═══ Task data
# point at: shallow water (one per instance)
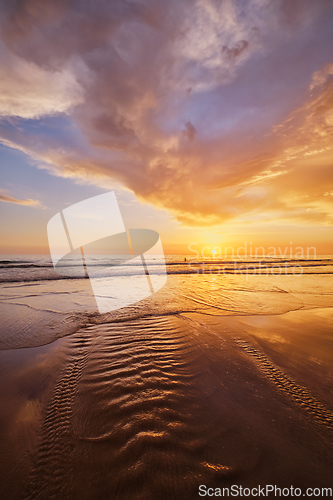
(214, 380)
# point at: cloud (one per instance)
(202, 108)
(29, 203)
(29, 91)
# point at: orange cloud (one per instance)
(214, 111)
(29, 203)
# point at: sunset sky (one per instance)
(211, 119)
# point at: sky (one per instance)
(212, 120)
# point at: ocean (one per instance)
(223, 377)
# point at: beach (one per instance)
(218, 379)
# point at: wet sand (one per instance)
(152, 407)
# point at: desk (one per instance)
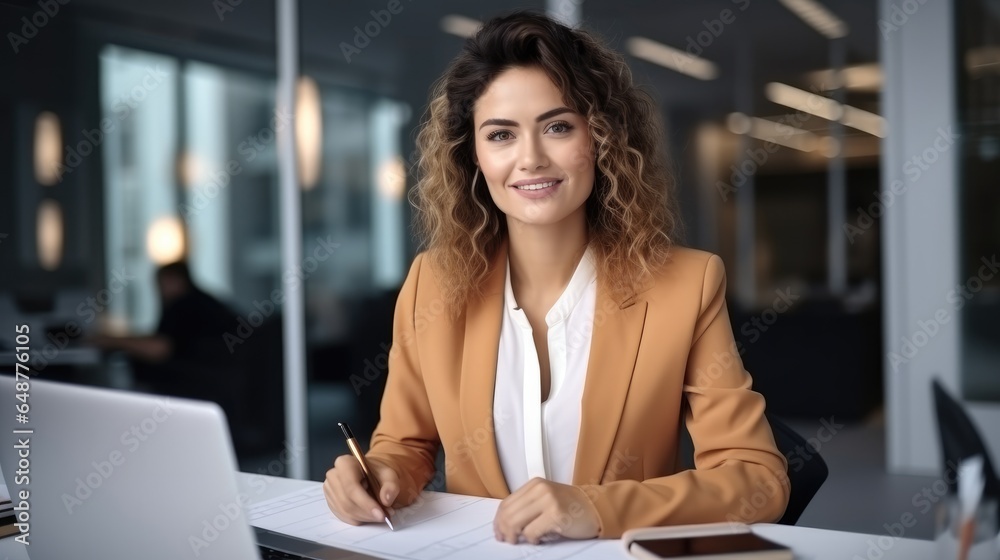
(808, 543)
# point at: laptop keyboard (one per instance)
(268, 553)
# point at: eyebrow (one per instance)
(546, 115)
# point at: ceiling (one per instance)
(764, 42)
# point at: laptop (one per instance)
(118, 475)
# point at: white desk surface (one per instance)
(808, 543)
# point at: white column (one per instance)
(293, 324)
(920, 234)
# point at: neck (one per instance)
(543, 258)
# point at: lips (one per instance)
(536, 184)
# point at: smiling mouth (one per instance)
(537, 186)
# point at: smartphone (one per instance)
(710, 547)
══════
Repeat the records above exactly, omitting every picture.

# point at: shallow water (one per instance)
(214, 380)
# point at: cloud (one per instance)
(202, 108)
(29, 203)
(29, 91)
# point at: orange cloud (one per instance)
(214, 111)
(29, 203)
# point at: sunset sky (one per instance)
(211, 119)
# point at: sky (one per instance)
(212, 120)
# point at: ocean (one per instance)
(223, 377)
# point at: beach (one per instance)
(218, 379)
# point at: wet sand (one per instance)
(152, 407)
# point at: desk (one per instance)
(808, 543)
# point at: laptop keyboard (one per instance)
(268, 553)
# point at: eyebrow (one per instance)
(546, 115)
# point at: ceiling (one per instance)
(764, 42)
# point at: laptop (one per instance)
(118, 475)
# point at: white desk surface (one per instance)
(808, 543)
# point at: white column (one per instance)
(293, 324)
(920, 234)
# point at: neck (one per instance)
(543, 258)
# point at: lips (one per instance)
(536, 184)
# point at: smiling mouth (one per instance)
(537, 186)
# point at: smartphone (one per instance)
(710, 547)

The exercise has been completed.